_Raw data_
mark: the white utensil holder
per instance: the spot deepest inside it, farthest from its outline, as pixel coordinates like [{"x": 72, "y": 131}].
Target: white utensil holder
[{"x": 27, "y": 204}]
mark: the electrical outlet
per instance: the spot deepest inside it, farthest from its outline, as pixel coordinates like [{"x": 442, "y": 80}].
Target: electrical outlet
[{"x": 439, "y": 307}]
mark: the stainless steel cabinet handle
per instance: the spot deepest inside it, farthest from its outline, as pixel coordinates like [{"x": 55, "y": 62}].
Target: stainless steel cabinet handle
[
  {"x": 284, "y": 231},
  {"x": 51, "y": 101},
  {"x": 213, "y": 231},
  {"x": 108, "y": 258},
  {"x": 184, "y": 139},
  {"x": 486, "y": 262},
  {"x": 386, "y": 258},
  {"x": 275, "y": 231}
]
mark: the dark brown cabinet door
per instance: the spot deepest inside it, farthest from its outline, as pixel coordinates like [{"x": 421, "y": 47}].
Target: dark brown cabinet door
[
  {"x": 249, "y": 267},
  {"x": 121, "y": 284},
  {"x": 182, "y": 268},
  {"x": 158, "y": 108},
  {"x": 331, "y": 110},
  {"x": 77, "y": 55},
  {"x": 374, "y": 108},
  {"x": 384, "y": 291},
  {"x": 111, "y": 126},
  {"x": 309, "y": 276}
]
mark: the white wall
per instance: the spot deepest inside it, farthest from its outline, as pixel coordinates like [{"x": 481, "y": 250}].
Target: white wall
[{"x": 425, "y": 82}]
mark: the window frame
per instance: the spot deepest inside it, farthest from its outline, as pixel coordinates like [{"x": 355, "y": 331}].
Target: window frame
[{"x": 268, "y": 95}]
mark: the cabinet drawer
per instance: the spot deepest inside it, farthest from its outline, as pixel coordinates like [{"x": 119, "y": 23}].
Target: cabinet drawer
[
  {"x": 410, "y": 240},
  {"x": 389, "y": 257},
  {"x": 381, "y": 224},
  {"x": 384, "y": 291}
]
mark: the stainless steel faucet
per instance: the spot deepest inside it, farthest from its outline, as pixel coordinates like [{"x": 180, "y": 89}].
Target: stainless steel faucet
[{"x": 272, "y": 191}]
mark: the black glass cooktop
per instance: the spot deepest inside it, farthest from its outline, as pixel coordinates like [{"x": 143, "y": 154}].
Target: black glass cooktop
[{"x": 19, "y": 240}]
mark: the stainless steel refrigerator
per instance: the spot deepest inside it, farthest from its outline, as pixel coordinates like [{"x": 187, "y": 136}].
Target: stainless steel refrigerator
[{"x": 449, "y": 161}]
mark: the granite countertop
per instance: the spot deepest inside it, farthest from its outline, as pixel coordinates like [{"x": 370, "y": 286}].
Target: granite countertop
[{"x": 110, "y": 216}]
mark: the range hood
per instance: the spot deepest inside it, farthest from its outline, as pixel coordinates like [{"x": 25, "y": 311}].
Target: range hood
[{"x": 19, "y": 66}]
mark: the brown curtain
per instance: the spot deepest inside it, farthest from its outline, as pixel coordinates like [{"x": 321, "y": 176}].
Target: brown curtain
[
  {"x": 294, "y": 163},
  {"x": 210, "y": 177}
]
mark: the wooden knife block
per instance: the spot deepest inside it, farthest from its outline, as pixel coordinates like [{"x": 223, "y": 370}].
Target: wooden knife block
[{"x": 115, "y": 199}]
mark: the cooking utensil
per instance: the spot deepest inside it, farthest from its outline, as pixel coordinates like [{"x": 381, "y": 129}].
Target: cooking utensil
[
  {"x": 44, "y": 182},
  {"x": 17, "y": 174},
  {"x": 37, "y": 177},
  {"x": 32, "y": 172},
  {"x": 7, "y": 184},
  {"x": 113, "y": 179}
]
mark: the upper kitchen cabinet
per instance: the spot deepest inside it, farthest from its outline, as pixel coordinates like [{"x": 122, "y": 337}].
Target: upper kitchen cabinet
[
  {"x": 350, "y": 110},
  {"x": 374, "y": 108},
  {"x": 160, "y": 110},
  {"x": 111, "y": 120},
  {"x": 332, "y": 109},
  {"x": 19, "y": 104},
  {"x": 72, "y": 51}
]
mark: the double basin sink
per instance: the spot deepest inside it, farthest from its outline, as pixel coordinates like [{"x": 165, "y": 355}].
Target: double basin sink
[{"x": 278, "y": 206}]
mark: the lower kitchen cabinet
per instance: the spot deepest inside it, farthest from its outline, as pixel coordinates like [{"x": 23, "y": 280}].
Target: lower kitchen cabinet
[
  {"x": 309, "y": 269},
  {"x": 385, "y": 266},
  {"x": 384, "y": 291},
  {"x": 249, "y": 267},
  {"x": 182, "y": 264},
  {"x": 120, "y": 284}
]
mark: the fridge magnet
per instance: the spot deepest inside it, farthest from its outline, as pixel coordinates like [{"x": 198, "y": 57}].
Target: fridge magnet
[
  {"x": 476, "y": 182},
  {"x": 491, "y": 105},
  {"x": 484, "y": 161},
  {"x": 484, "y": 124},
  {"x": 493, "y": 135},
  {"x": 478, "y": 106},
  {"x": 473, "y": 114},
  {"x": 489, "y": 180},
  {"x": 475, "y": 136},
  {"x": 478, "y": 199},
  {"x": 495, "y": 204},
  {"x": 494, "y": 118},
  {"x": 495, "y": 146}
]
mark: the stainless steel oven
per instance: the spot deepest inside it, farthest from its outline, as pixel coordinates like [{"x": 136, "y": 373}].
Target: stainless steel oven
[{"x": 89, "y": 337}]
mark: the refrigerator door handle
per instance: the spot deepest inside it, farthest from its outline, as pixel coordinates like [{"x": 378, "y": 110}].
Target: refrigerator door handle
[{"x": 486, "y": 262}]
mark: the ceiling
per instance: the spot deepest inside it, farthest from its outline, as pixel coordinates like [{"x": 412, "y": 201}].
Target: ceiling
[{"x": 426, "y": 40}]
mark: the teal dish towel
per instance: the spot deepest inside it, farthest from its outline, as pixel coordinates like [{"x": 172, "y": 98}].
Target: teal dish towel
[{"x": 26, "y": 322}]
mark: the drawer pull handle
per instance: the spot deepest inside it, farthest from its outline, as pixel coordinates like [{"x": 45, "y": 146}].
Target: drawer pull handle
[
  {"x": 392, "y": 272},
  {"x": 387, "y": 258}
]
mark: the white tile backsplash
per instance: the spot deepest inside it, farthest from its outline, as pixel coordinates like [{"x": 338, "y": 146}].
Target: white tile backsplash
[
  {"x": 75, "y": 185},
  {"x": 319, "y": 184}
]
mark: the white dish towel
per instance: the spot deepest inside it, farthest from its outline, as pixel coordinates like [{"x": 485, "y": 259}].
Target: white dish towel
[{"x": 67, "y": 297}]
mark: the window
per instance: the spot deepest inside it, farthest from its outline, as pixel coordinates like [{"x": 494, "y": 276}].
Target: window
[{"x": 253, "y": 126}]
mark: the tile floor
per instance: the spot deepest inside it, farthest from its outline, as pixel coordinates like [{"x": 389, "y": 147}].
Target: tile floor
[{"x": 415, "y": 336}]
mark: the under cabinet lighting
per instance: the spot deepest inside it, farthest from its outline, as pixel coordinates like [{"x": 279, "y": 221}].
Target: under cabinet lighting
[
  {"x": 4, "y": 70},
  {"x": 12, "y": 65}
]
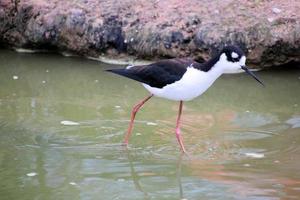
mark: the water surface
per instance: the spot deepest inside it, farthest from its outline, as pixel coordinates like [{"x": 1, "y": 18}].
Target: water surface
[{"x": 62, "y": 121}]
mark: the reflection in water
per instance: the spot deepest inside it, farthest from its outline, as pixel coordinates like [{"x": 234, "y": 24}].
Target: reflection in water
[{"x": 86, "y": 160}]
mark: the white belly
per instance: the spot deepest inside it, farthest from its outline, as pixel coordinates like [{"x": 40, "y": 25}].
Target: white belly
[{"x": 192, "y": 84}]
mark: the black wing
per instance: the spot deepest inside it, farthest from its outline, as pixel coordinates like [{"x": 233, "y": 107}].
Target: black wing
[{"x": 157, "y": 74}]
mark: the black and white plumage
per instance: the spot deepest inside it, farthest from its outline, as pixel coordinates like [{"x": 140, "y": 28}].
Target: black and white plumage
[{"x": 183, "y": 79}]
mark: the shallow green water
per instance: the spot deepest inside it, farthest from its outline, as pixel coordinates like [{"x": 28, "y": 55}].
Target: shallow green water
[{"x": 243, "y": 139}]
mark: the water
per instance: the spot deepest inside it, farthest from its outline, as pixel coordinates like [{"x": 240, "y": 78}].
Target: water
[{"x": 62, "y": 121}]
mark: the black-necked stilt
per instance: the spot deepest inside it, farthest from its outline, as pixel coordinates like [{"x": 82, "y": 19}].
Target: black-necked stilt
[{"x": 182, "y": 79}]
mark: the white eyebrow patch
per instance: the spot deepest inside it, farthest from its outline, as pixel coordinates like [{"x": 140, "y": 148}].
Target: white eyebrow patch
[{"x": 234, "y": 55}]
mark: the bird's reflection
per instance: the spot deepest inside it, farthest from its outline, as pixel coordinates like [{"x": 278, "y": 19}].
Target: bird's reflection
[{"x": 136, "y": 177}]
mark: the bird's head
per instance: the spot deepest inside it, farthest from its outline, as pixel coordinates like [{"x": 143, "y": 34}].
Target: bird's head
[{"x": 232, "y": 60}]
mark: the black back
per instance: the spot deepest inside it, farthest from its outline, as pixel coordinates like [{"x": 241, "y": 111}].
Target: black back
[
  {"x": 168, "y": 71},
  {"x": 157, "y": 74}
]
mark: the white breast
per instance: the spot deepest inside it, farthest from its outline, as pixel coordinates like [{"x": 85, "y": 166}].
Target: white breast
[{"x": 192, "y": 84}]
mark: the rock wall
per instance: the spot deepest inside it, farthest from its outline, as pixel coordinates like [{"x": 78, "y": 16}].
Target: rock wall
[{"x": 268, "y": 31}]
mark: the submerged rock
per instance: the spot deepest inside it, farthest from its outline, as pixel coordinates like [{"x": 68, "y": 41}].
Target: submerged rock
[{"x": 268, "y": 31}]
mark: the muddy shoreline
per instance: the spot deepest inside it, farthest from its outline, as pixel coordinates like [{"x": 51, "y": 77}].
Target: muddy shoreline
[{"x": 268, "y": 31}]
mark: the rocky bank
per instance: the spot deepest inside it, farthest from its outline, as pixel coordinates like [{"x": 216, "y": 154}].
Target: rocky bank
[{"x": 268, "y": 31}]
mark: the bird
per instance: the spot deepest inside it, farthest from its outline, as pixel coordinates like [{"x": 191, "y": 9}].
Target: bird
[{"x": 182, "y": 79}]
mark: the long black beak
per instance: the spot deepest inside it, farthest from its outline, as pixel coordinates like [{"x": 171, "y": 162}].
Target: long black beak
[{"x": 252, "y": 74}]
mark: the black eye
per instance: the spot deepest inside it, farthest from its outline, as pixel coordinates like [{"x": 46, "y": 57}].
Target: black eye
[{"x": 235, "y": 59}]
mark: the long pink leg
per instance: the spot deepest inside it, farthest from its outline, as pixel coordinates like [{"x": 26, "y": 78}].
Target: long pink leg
[
  {"x": 178, "y": 135},
  {"x": 133, "y": 113}
]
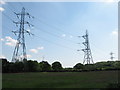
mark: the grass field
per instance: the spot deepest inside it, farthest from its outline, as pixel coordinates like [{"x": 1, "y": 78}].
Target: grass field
[{"x": 94, "y": 79}]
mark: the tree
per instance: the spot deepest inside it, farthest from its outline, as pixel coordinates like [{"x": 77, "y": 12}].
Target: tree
[
  {"x": 45, "y": 66},
  {"x": 56, "y": 66},
  {"x": 78, "y": 66},
  {"x": 33, "y": 66},
  {"x": 89, "y": 67}
]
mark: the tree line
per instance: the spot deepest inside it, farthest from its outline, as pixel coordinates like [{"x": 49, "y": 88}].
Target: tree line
[{"x": 44, "y": 66}]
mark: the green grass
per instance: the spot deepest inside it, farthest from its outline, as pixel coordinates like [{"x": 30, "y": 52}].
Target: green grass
[{"x": 98, "y": 79}]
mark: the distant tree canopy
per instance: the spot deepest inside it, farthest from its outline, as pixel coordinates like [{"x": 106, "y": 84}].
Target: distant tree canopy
[
  {"x": 56, "y": 66},
  {"x": 44, "y": 66}
]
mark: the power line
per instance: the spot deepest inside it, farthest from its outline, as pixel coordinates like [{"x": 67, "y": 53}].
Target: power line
[
  {"x": 54, "y": 43},
  {"x": 52, "y": 34},
  {"x": 7, "y": 16},
  {"x": 87, "y": 51}
]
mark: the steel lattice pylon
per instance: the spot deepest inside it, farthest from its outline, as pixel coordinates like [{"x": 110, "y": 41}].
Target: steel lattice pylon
[
  {"x": 87, "y": 51},
  {"x": 19, "y": 53}
]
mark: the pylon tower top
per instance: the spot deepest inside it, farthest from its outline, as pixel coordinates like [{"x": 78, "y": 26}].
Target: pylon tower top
[
  {"x": 87, "y": 51},
  {"x": 19, "y": 53}
]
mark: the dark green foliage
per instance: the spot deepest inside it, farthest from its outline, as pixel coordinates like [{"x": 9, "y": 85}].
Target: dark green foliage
[
  {"x": 56, "y": 66},
  {"x": 78, "y": 80},
  {"x": 89, "y": 67},
  {"x": 45, "y": 66},
  {"x": 33, "y": 66},
  {"x": 113, "y": 85}
]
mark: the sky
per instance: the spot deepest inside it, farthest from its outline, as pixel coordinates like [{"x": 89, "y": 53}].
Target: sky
[{"x": 57, "y": 26}]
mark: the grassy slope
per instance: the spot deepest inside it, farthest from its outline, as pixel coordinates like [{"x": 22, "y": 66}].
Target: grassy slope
[{"x": 99, "y": 79}]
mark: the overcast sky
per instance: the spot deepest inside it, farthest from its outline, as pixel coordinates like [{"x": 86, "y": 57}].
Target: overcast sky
[{"x": 56, "y": 27}]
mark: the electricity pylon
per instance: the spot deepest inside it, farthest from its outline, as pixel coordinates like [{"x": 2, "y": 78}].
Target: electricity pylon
[
  {"x": 87, "y": 51},
  {"x": 19, "y": 53},
  {"x": 111, "y": 56}
]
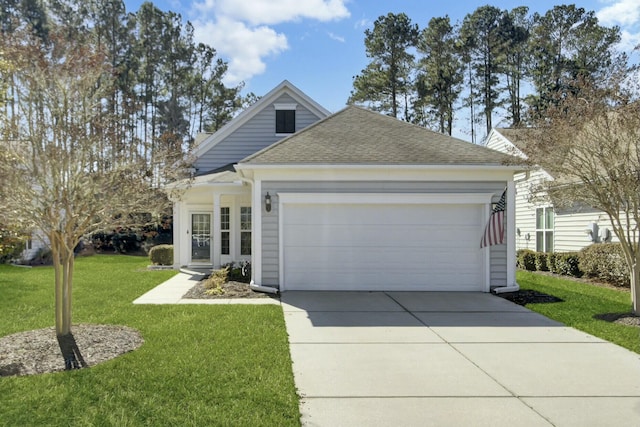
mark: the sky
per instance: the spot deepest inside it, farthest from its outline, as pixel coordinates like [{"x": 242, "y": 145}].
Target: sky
[{"x": 318, "y": 45}]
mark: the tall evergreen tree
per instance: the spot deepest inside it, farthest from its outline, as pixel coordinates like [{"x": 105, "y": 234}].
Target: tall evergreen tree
[
  {"x": 515, "y": 29},
  {"x": 387, "y": 78},
  {"x": 568, "y": 45},
  {"x": 439, "y": 76},
  {"x": 481, "y": 39}
]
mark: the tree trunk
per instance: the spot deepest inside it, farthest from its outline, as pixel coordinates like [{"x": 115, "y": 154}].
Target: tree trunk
[
  {"x": 63, "y": 268},
  {"x": 635, "y": 288}
]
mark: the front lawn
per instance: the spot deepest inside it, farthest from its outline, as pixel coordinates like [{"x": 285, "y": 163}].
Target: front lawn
[
  {"x": 199, "y": 365},
  {"x": 582, "y": 305}
]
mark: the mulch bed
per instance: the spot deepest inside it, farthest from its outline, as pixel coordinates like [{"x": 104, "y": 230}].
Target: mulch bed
[
  {"x": 39, "y": 351},
  {"x": 230, "y": 289},
  {"x": 526, "y": 296}
]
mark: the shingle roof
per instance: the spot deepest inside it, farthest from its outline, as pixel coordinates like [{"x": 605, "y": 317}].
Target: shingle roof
[{"x": 356, "y": 135}]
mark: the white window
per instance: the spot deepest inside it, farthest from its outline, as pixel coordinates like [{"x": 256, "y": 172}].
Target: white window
[
  {"x": 544, "y": 229},
  {"x": 225, "y": 221},
  {"x": 245, "y": 230}
]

_Required action_
After locating the line with "mark: the double basin sink" in the material above, return it and each line after it exactly, ending at the line with "mark: the stainless steel oven".

_Solved exercise_
mark: the double basin sink
per instance: the spot deepest inside it, farthest from its outline, as pixel coordinates like [{"x": 165, "y": 355}].
Target: double basin sink
[{"x": 278, "y": 206}]
mark: the lower kitchen cabinet
per instance: the spot deepest inside it, farthest from its outline, as pixel coordinates like [{"x": 23, "y": 280}].
Target: lower kitchen cabinet
[
  {"x": 309, "y": 269},
  {"x": 385, "y": 266},
  {"x": 384, "y": 291},
  {"x": 249, "y": 267},
  {"x": 182, "y": 264},
  {"x": 120, "y": 284}
]
mark: the fridge magnet
per instance: the spot deepest inside it, farthest from its outline, as pixel coordinates like [{"x": 198, "y": 57}].
Target: fridge magnet
[
  {"x": 476, "y": 182},
  {"x": 491, "y": 105},
  {"x": 484, "y": 161},
  {"x": 484, "y": 124},
  {"x": 493, "y": 135},
  {"x": 478, "y": 106},
  {"x": 473, "y": 114},
  {"x": 489, "y": 180},
  {"x": 475, "y": 136},
  {"x": 478, "y": 199},
  {"x": 495, "y": 204},
  {"x": 494, "y": 118},
  {"x": 495, "y": 146}
]
mark: the stainless steel oven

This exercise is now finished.